[start of Stored data]
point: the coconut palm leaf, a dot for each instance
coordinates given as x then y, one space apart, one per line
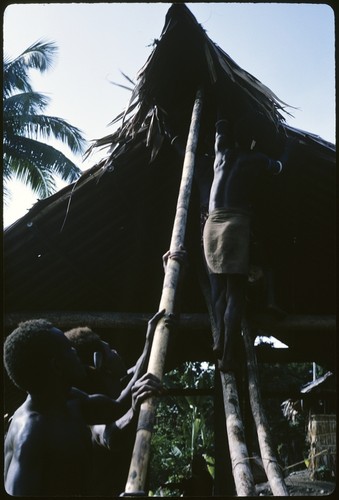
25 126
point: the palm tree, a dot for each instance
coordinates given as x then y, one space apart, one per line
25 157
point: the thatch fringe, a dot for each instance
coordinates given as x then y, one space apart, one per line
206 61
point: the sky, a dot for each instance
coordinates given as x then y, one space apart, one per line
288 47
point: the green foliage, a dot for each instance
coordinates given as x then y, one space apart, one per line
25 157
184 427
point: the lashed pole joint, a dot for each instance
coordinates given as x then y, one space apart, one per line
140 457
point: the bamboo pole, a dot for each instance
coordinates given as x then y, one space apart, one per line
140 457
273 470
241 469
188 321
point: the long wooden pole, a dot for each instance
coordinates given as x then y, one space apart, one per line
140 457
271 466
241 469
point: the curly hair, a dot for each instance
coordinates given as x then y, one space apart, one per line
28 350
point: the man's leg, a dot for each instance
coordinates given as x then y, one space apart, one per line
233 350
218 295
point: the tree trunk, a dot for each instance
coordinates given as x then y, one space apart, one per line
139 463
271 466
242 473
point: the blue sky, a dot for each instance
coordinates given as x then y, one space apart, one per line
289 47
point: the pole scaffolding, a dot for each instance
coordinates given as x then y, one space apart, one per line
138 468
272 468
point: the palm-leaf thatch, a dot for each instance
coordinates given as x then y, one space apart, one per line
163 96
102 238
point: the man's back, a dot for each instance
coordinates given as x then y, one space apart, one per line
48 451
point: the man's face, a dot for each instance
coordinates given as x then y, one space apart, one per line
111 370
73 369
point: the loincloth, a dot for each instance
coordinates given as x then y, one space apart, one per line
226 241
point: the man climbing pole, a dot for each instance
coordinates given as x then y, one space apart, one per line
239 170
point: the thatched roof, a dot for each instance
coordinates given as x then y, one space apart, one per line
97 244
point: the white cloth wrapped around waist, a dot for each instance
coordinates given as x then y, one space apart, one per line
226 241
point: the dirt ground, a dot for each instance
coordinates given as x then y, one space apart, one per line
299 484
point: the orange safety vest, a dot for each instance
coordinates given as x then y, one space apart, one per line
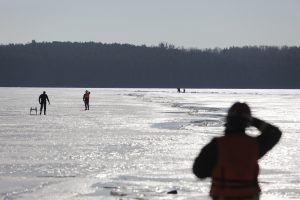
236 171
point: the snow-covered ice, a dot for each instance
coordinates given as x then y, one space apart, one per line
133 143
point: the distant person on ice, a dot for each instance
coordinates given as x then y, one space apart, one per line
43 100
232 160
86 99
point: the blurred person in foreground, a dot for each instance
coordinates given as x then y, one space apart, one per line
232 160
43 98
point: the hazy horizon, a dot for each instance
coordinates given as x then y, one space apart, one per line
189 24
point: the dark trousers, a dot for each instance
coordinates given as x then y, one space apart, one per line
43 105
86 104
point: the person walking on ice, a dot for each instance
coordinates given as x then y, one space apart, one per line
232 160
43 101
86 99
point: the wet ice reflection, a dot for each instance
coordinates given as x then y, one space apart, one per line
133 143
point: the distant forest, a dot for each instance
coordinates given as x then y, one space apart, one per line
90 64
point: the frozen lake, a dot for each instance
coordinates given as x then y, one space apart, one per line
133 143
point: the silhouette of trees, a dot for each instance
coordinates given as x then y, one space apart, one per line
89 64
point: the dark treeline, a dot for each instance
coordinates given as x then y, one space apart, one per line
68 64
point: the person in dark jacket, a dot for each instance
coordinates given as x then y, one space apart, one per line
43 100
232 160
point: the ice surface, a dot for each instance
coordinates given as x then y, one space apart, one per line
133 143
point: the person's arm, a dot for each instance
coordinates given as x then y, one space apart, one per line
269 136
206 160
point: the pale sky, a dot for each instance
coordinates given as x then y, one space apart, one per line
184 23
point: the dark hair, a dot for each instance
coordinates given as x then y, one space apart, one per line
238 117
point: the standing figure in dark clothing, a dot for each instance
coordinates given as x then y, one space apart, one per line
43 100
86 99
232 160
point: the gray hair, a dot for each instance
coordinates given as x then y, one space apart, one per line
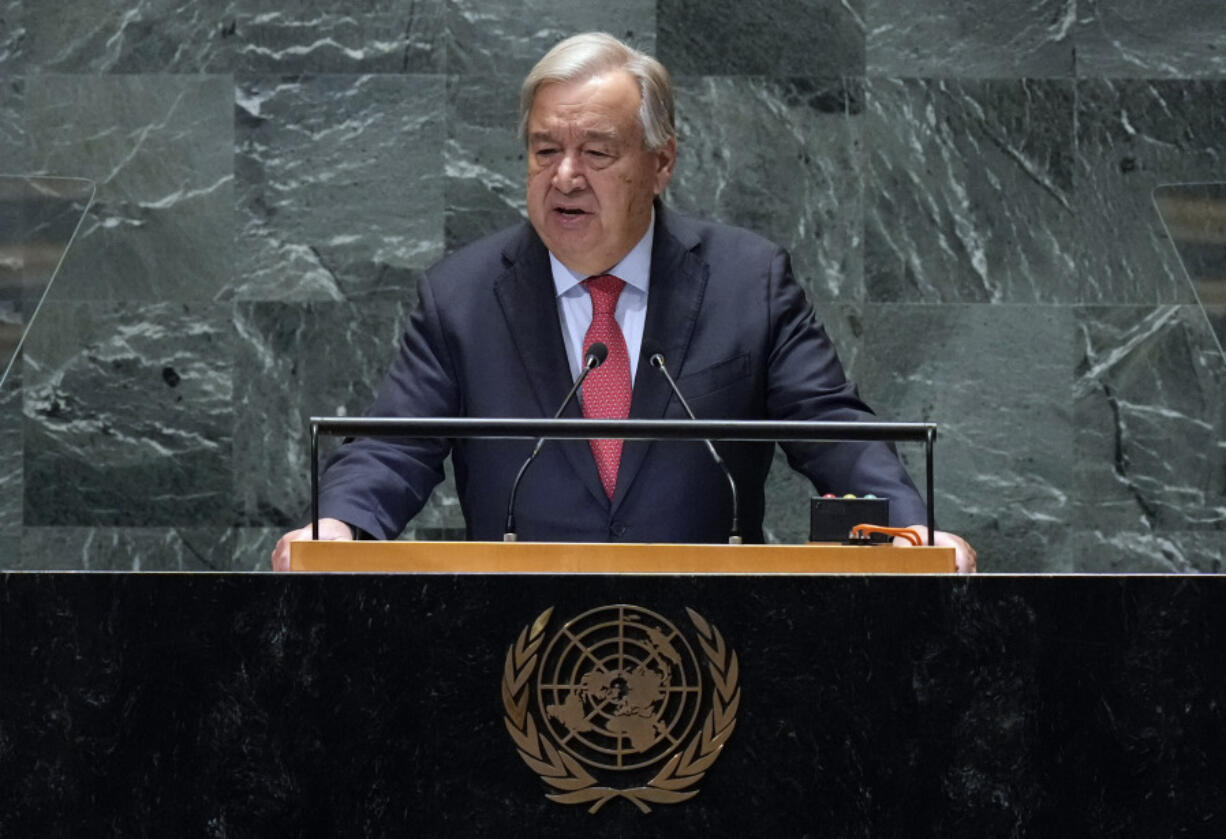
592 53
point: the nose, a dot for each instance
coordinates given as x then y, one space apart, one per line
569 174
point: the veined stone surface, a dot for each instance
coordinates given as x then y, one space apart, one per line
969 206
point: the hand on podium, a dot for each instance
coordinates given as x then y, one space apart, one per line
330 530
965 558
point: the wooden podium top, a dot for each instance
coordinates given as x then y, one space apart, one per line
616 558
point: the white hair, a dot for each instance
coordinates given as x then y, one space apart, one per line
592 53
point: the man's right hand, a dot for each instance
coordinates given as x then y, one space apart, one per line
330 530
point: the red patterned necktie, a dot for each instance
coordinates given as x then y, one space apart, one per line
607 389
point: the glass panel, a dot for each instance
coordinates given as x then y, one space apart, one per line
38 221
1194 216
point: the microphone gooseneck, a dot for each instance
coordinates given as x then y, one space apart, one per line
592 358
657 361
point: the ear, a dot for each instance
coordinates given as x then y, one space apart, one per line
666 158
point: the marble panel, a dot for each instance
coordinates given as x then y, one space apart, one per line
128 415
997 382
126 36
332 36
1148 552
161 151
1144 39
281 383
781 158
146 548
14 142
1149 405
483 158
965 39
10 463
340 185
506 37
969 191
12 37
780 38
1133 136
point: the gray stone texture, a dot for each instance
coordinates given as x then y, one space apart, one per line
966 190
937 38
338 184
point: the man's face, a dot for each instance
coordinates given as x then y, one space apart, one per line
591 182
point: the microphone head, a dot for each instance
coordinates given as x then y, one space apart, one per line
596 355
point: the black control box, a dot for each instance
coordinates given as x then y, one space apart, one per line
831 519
[end of Stored data]
Task requirements: Put every line of the rows above into a JSON array of strings, one string per line, skipping blank lines. Omit the picture markers.

Written answer:
[
  "point: the coconut palm leaf, a dot for each instance",
  "coordinates given as x then y, one space apart, one per line",
  "25 126",
  "point: the palm tree, a dot for each instance",
  "coordinates given as x then y, one space apart, one per line",
  "25 157",
  "point: the thatch fringe, a dot for each instance",
  "coordinates given as x then y, one space apart, one per line",
  "206 61",
  "point: the sky, a dot for each instance",
  "coordinates given as x then y, one space apart, one per line",
  "288 47",
  "point: the green foliage, a dot for each instance",
  "coordinates given as x then y, one space apart, one per line",
  "25 157",
  "184 427",
  "point: the lashed pole joint, a dot for each instance",
  "coordinates given as x then y, one space apart, one per line",
  "140 457",
  "point: the bamboo pole, a dot for each instance",
  "coordinates given as x then y, one space apart, one per line",
  "140 457",
  "273 470",
  "241 469",
  "188 321",
  "point: the long wooden pole, a dot for each instance",
  "coordinates given as x then y, one space apart, one per line",
  "140 457",
  "271 466",
  "241 469",
  "point: the curly hair, a dot for each instance",
  "coordinates given as x then y, one space apart, one per line",
  "28 350",
  "point: the man's leg, a dot for each instance",
  "coordinates given as x then y, one space apart, one per line",
  "233 350",
  "218 295",
  "point: the tree trunk, a dot for each instance",
  "coordinates given as x then y, one space apart, one per line",
  "139 463",
  "271 466",
  "242 473",
  "point: the blue sky, a dot for each instance",
  "coordinates given as x then y, one space apart, one per line",
  "289 47",
  "point: the pole scaffolding, a dot for each instance",
  "coordinates given as x then y, one space apart, one per line",
  "138 468",
  "272 468",
  "point: the palm-leaf thatch, a dot for each instance",
  "coordinates given as x then y, one space apart, one per line",
  "163 96",
  "102 238",
  "point: the man's back, a dot for each instance",
  "coordinates given as x then y, one space apart, one per line",
  "48 451",
  "point: the man's face, a dot for each instance",
  "coordinates given as x then y, one space apart, one per line",
  "111 370",
  "73 369",
  "point: the loincloth, a dot for each instance",
  "coordinates given as x then y, one space apart, one per line",
  "226 241",
  "point: the man climbing pole, a dot for each instance",
  "coordinates given as x then y, one space apart, one per line",
  "239 170",
  "point: the thatched roof, a dot for each instance",
  "coordinates given as x then y, one space apart, one per line",
  "97 244",
  "point: the white cloth wrapped around waist, a dot for each instance",
  "coordinates given as x then y, one space apart, one per line",
  "226 241",
  "point: the dirt ground, a dot for each instance",
  "coordinates given as x then y, one space apart, one per line",
  "299 484",
  "point: the orange safety vest, a dot for each instance",
  "coordinates given as x then y, one space apart, one per line",
  "236 171",
  "point: the snow-covered ice, a dot for each instance",
  "coordinates given as x then y, one space apart, one per line",
  "133 143",
  "point: the distant person on ice, a dot for each instance",
  "coordinates given as x then y, one space apart, one per line",
  "43 100",
  "232 160",
  "86 99",
  "point: the blurred person in foreground, a dot for each instance",
  "coordinates given as x then y, one space apart, one per line",
  "232 160",
  "43 98",
  "point: the hazy horizon, a dot for each instance",
  "coordinates given as x then y, one space apart, one per line",
  "189 24",
  "point: the dark trousers, a dot for each instance",
  "coordinates given as x then y, one space apart, one per line",
  "43 105",
  "86 104",
  "point: the person walking on ice, a dot for each instance",
  "coordinates given as x then y, one space apart, one per line",
  "232 160",
  "43 101",
  "86 99",
  "point: the wet ice reflection, a dot for each instance",
  "coordinates given as x then y, one space apart, one per line",
  "133 143",
  "point: the distant forest, a dot for each instance",
  "coordinates given as x then y, one space apart, one per line",
  "90 64",
  "point: the frozen lake, a dot for each instance",
  "coordinates given as x then y, one space apart, one per line",
  "133 143",
  "point: the silhouette of trees, a dot for each instance",
  "coordinates given as x then y, one space apart, one per line",
  "89 64",
  "point: the dark treeline, a dot for each instance",
  "coordinates given as x then y, one space apart, one per line",
  "68 64",
  "point: the person in dark jacket, a dot for each instance",
  "coordinates given as x then y, one space apart, one per line",
  "43 100",
  "232 160",
  "point: the ice surface, a dot for each instance",
  "coordinates given as x then y, one space apart, one per line",
  "133 143",
  "point: the person's arm, a dot for each instance",
  "coordinates given as x then y, one space apart, one per line",
  "269 136",
  "206 160",
  "point: the pale sky, a dot for each instance",
  "coordinates given as x then y, one space apart, one per line",
  "184 23",
  "point: the dark hair, a dot for each instance",
  "coordinates given as x then y, one space apart, one per line",
  "238 117",
  "point: the standing figure in dark clothing, a dot for each instance",
  "coordinates given as x then y, one space apart, one per line",
  "43 100",
  "86 99",
  "232 160",
  "point: the gray hair, a dot for each instance",
  "coordinates given as x then y, one space apart, one per line",
  "592 53",
  "point: the nose, a dot for each instance",
  "coordinates given as x then y, one space apart, one per line",
  "569 174",
  "point: the veined stone surface, a dot for each instance",
  "coordinates given as x then y, one space apart, one per line",
  "969 206",
  "point: the hand on podium, a dot for each instance",
  "coordinates given as x then y, one space apart, one per line",
  "330 530",
  "965 558",
  "point: the wooden podium top, a dot for each instance",
  "coordinates given as x then y, one space apart, one per line",
  "616 558",
  "point: the white hair, a dot for each instance",
  "coordinates given as x then y, one space apart, one per line",
  "592 53",
  "point: the man's right hand, a dot for each instance",
  "coordinates given as x then y, one space apart, one per line",
  "330 530",
  "point: the red patterned necktie, a dot for each instance",
  "coordinates given as x then y, one space apart, one per line",
  "607 389",
  "point: the glass panel, a dot for each instance",
  "coordinates given as x then y, one space apart, one per line",
  "38 221",
  "1194 216",
  "point: the microphone gooseneck, a dot for each instance",
  "coordinates given as x then y, one space apart, one per line",
  "592 358",
  "657 361",
  "point: the ear, a dot for each instance",
  "coordinates given as x then y, one space apart, one per line",
  "666 158",
  "point: the marble panel, a dot for each instance",
  "coordinates given as x then y, one space apart, one per line",
  "128 415",
  "997 382",
  "126 36",
  "332 36",
  "1148 552",
  "161 151",
  "1144 39",
  "281 383",
  "781 158",
  "146 548",
  "14 142",
  "1149 405",
  "483 158",
  "965 39",
  "10 463",
  "340 185",
  "506 37",
  "969 191",
  "12 37",
  "780 38",
  "1133 136",
  "point: the gray stone texture, a dot for each instance",
  "coordinates given as x then y, one space apart, one per line",
  "966 190",
  "937 38",
  "338 184",
  "point: the man's face, a dot for each instance",
  "coordinates given as x then y, one space apart, one per line",
  "591 182",
  "point: the microphone head, a dot for each instance",
  "coordinates given as x then y, one space apart, one per line",
  "596 355",
  "point: the black control box, a dot for each instance",
  "coordinates given as x then y, one space apart, one per line",
  "831 519"
]